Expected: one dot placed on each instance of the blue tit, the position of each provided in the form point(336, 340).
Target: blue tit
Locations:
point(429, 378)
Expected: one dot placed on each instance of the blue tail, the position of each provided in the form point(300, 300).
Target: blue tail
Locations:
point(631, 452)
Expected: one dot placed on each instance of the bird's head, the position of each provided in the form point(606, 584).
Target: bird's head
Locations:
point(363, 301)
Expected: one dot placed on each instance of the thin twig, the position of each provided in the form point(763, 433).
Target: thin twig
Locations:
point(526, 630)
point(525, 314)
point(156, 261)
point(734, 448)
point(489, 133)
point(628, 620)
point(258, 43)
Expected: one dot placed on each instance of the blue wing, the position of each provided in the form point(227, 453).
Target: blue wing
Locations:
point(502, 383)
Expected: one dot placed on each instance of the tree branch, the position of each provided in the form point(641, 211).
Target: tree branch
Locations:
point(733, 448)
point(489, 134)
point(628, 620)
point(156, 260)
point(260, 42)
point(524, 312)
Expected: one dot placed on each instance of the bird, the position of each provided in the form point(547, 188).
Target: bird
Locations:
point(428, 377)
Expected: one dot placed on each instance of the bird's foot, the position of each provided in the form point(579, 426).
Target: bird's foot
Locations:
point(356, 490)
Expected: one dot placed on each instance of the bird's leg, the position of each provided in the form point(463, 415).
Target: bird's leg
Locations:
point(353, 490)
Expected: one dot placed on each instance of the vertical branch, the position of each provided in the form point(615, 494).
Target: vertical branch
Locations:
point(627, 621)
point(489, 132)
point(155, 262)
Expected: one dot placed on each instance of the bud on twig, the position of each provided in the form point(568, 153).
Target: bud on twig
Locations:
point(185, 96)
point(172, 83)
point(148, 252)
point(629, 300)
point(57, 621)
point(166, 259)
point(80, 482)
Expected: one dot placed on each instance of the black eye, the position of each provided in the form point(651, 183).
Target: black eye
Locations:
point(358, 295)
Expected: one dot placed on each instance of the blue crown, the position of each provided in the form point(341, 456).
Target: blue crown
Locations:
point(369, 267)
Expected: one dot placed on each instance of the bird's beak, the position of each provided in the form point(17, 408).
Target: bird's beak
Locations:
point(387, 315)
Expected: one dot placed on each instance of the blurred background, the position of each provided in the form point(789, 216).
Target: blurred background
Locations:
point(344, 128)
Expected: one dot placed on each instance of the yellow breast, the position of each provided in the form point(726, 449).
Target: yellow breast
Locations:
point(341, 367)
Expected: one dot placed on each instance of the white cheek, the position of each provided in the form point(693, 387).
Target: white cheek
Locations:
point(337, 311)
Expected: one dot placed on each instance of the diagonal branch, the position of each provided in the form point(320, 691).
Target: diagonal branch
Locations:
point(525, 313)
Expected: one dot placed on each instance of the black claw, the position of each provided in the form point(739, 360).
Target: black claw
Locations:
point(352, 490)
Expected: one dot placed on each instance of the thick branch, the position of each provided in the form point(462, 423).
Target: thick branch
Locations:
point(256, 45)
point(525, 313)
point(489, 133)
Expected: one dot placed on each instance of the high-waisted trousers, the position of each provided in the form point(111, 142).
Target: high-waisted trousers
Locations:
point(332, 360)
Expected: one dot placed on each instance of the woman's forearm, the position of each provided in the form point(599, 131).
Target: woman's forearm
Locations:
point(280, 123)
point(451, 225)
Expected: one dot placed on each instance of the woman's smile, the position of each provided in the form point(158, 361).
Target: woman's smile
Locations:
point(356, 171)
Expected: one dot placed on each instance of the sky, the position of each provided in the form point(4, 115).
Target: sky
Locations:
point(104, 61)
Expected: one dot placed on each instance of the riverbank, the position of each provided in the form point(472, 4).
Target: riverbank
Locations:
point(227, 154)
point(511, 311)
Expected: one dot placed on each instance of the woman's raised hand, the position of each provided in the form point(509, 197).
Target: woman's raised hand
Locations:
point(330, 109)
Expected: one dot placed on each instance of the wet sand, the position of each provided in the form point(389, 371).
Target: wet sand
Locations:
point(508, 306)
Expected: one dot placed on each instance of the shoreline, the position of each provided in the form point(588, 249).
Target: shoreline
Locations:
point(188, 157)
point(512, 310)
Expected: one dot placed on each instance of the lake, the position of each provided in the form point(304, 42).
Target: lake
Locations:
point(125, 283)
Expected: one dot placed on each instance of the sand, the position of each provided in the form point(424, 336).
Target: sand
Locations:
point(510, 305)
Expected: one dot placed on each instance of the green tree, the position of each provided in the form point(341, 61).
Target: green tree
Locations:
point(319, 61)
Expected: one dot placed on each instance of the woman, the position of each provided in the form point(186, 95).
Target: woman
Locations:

* Directions: Copy out all of the data above, swapping every "Locations" for "Coordinates" and keeping everything else the same.

* Right answer:
Expected: one dot placed on each instance of the blue tit, the position of each provided in the form point(336, 340).
Target: blue tit
Coordinates:
point(429, 378)
Expected: one dot placed on each instance of the blue tail, the position of each provided in the form point(300, 300).
Target: blue tail
Coordinates:
point(631, 452)
Expected: one dot placed on each instance of the bird's head, the position of each provided in the form point(606, 584).
Target: bird's head
Coordinates:
point(363, 301)
Expected: one dot placed on each instance of the thin twig, the position of each provided in the form point(763, 433).
Target: thin twig
Coordinates:
point(526, 630)
point(525, 314)
point(156, 261)
point(734, 448)
point(489, 133)
point(628, 620)
point(258, 43)
Expected: one dot placed on each instance of the blue wing, the position of each provided in the form point(227, 453).
Target: blue wing
Coordinates:
point(502, 383)
Expected: one dot placed on each instance of the tree branch, the position of each provided in the form point(641, 211).
Target: tree branch
Coordinates:
point(733, 448)
point(489, 134)
point(628, 620)
point(156, 260)
point(260, 42)
point(524, 312)
Expected: one dot placed on each instance of the bird, the position of each provided in the form point(547, 188).
Target: bird
Coordinates:
point(428, 377)
Expected: one dot placed on each instance of the bird's foot, the position of each provided in the form point(579, 426).
Target: bird's foot
Coordinates:
point(356, 490)
Expected: one dot placed on each instance of the bird's leg, the position of each provided in the form point(463, 415).
Target: bird's leg
Coordinates:
point(353, 490)
Expected: one dot placed on each instance of the vertical branch, the position of each provided in the form point(615, 494).
Target: vertical branch
Coordinates:
point(627, 621)
point(489, 132)
point(155, 262)
Expected: one dot placed on each instance of the bud on twig, the position of each provided in the form point(568, 153).
Target: bud on twig
Coordinates:
point(185, 96)
point(172, 83)
point(148, 252)
point(629, 300)
point(57, 621)
point(166, 259)
point(80, 482)
Expected: one dot placed on each instance of the black eye, the position of each provided in the form point(651, 183).
Target: black eye
Coordinates:
point(358, 295)
Expected: one dot placed on each instance of the blue crown, the position of each provided in the form point(341, 456).
Target: blue crown
Coordinates:
point(369, 267)
Expected: one dot placed on each instance of the bird's beak, the position of each provided in the form point(17, 408).
Target: bird's beak
Coordinates:
point(387, 315)
Expected: one dot placed on each instance of the blurred background, the position of each provided in the form point(789, 216).
Target: blurred background
Coordinates:
point(344, 128)
Expected: one dot placed on each instance of the yellow breast, the position of each provided in the form point(726, 449).
Target: yellow breast
Coordinates:
point(341, 367)
Expected: one dot placed on each instance of the white cheek, the position of each provided in the form point(693, 387).
Target: white cheek
Coordinates:
point(337, 311)
Expected: one dot placed on each instance of the diagonal branch, the position of each provided in the form point(320, 691).
Target: diagonal branch
Coordinates:
point(525, 313)
Expected: one dot placed on each instance of the black claw, the position of each provided in the form point(739, 360).
Target: black claw
Coordinates:
point(352, 490)
Expected: one dot placed on each instance of the thick branch, the position of each provided in the form point(462, 423).
Target: thick branch
Coordinates:
point(256, 45)
point(525, 313)
point(489, 133)
Expected: one dot placed on each instance of the high-waisted trousers, the position of each provided in the form point(111, 142).
Target: high-waisted trousers
Coordinates:
point(332, 360)
Expected: one dot placed on each instance of the woman's forearm, the position of each provided in the form point(599, 131).
Target: woman's forearm
Coordinates:
point(280, 123)
point(451, 225)
Expected: one dot placed on each instance of the woman's smile, the position of each provided in the form point(158, 361).
Target: woman's smile
Coordinates:
point(356, 171)
Expected: one dot placed on each instance of the sky, the position of each provided in the form point(4, 115).
Target: sky
Coordinates:
point(104, 61)
Expected: one dot placed on each instance of the riverbank, the position of each provided in the form point(472, 4).
Target: riverbank
Coordinates:
point(227, 154)
point(511, 311)
Expected: one dot placed on each instance of the woman's raised hand, the position of each provided in the form point(509, 197).
Target: woman's raised hand
Coordinates:
point(330, 109)
Expected: one dot placed on each instance of the wet sand, the position of each provided in the form point(389, 371).
Target: wet sand
Coordinates:
point(508, 306)
Expected: one dot placed on each instance of the shoreline, the position of each provided in the form point(588, 249).
Target: shoreline
Coordinates:
point(188, 157)
point(512, 310)
Expected: one dot placed on each instance of the lake, the position of each provided in the form point(304, 42).
Target: lake
Coordinates:
point(125, 283)
Expected: one dot placed on each instance of the sand, the position of each provided in the form point(424, 336).
Target: sand
Coordinates:
point(510, 305)
Expected: one dot placed on each instance of the green tree, the position of each provided in the form point(341, 61).
Target: green tree
Coordinates:
point(319, 61)
Expected: one dot placed on each instance of the woman, the position of each provided in the form point(186, 95).
Target: woman
Coordinates:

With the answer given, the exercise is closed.